● PASSAGE SHOWN:
Bring a “Doula” To Your Pap
Reclaiming Community in an Individualistic Medical System
When I was a midwife in California, a lot of my patients were in the migrant farm worker community and came from Central and South America. Often women would come to their prenatal appointments with their entire family: husband, kids, sometimes their mom or an aunt. Instead of walking into a room to find a lone woman in a paper gown, I’d walk into a room full of people.
It changed everything.
There was something about having more people there that softened the whole dynamic. The visit felt less transactional. I learned more about who this person actually was — their life outside this appointment, the people who mattered to them. Meeting someone’s family is humanizing in a way that a chart never is.
It also kept me sharper. More eyes in the room means more heads in the game. I was more present, more accountable. The patient was calmer. There was a palpable sense of safety that I couldn’t manufacture on my own, no matter how warm I tried to be.
I’ve thought about this a lot since then. What those families were doing, without knowing it, was acting as doulas.
Most people associate doulas with birth. But the research on doulas reveals something more universal: even just having someone physically present for the entire duration of a labor — sitting in the corner, not trained, not doing anything in particular — leads to measurably better outcomes. They don’t need to coach or advocate or even say a word. Their presence alone is the medicine.

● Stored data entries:

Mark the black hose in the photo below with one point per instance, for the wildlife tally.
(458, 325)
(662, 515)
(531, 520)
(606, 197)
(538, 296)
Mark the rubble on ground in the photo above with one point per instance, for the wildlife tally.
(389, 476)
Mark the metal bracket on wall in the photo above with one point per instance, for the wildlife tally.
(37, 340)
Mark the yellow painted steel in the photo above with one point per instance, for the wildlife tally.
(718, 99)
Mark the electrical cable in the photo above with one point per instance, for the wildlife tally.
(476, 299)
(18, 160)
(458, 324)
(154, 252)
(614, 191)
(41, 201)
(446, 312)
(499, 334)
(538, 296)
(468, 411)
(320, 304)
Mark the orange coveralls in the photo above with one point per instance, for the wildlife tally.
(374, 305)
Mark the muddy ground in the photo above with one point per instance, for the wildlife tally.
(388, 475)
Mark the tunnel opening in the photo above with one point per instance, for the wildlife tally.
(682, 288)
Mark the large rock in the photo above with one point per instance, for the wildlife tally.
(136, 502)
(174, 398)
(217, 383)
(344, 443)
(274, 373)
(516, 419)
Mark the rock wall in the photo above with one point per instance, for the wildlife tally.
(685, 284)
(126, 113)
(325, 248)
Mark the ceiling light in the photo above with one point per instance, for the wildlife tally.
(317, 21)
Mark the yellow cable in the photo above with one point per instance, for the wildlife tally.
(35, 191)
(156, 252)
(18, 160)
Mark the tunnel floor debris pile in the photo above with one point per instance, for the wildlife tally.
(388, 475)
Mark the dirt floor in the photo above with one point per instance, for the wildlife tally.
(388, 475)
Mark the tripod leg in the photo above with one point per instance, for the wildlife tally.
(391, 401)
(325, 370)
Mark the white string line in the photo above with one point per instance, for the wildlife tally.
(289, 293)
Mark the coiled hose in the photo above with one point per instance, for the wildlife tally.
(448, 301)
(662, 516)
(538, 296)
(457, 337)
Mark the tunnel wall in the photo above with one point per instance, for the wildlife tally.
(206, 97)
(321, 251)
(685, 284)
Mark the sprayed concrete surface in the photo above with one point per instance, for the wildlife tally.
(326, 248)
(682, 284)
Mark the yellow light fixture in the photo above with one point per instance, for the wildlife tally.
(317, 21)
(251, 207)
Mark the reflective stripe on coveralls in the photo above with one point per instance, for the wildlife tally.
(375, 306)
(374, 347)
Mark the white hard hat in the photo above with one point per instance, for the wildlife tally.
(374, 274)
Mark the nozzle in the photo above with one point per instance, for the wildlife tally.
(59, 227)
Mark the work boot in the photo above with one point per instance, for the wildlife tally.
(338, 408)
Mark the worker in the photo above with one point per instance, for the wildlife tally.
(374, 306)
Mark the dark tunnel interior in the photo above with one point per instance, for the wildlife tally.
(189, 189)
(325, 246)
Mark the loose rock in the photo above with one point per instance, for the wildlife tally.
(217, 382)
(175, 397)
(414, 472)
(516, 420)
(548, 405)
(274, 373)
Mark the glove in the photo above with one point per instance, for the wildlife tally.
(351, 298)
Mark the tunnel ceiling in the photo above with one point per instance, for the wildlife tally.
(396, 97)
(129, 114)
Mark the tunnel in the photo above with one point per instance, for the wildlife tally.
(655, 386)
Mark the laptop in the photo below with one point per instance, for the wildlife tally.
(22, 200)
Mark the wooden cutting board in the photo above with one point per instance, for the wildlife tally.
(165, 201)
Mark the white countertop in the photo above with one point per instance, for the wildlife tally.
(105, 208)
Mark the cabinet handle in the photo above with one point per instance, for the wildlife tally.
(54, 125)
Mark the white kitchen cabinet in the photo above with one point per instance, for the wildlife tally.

● ASSIGNED TASK: In the essay on bringing a doula to a Pap, who often came with women to their prenatal appointments? The data is not needed for this work.

● SOLUTION: Their entire family: husband, kids, and sometimes their mom or an aunt.